■ EXCERPTED TEXT:
+---+
# [removed my own question]



## 358402 (2 mo ago)

Removing this. Forget I asked. I don't feel like I can have a serious discussion here.


----------



## Sfort (Sep 28, 2019)

I'm not big into psychobabble, but I am curious about your diagnosis. Tell us more about what lead you to this conclusion. I may be afflicted with this obsession.


----------



## oldshirt (Apr 1, 2017)

If he has a disorder, how is it manifesting itself and what is taking place?


----------



## BoSlander (6 mo ago)

wayward said:


> I'm convinced my husband (possibly soon to be ex) has hypersexual disorder after discovering some seriously messed up stuff he's been doing and the compulsive behavior behind it.
> 
> Our relationship has otherwise been healthy and loving; there were no warning signs aside from a diminished sex life (that started in 2020 ... oof), which I would never in a million years imagine leading to such degenerate behavior.
> 
> ...


So... what is the real underlying issue, a diminished sex life or him masturbating to granny porn?


----------



## snowbum (Dec 14, 2021)

Don’t let a few fools with axes to grind silence you.


----------



## Openminded (Feb 21, 2013)

Since you’re not finding what you’re looking for, maybe there’s a forum out there more specific to your situation?


----------



## MattMatt (May 19, 2012)

Due to the OP deleting the content of their opening post, this thread is closed.


----------
+---+
■ Stored data:

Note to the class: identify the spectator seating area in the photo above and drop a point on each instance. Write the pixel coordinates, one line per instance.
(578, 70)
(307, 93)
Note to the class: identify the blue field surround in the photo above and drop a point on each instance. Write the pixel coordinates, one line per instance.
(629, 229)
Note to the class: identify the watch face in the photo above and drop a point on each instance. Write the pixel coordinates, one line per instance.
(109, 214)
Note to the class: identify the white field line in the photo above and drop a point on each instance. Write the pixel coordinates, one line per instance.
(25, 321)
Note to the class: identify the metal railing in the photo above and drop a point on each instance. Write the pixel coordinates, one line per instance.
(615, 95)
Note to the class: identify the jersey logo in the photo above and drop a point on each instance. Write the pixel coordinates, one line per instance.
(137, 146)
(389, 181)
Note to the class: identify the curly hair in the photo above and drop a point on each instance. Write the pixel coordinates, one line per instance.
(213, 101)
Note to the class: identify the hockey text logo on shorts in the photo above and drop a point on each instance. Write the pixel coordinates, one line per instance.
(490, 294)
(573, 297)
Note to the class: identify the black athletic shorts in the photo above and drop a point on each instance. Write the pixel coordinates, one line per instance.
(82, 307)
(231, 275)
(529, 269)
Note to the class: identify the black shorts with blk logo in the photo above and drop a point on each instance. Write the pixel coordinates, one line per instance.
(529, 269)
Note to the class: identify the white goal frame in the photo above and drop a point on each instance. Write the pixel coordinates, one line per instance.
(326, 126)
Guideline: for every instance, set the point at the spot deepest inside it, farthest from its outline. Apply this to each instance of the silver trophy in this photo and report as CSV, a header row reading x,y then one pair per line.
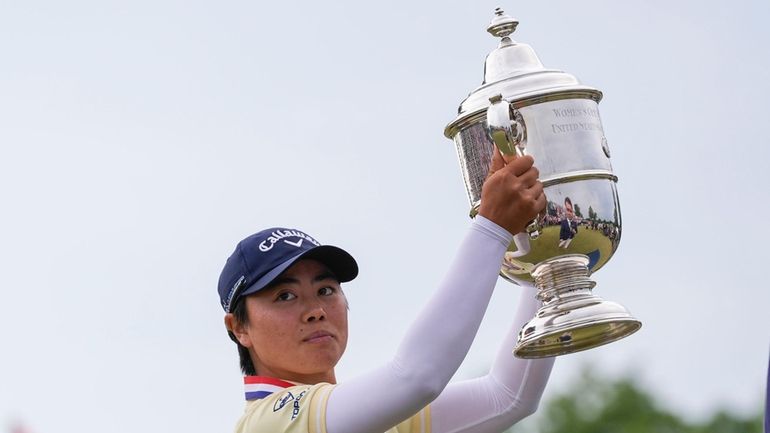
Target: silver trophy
+---+
Copy the forum thread starting with "Since you’re not" and going on through "(May 19, 2012)", but swap "forum" out for "community". This material is separate from the forum thread.

■ RESPONSE AREA:
Since you’re not finding what you’re looking for, maybe there’s a community out there more specific to your situation?


----------



## MattMatt (May 19, 2012)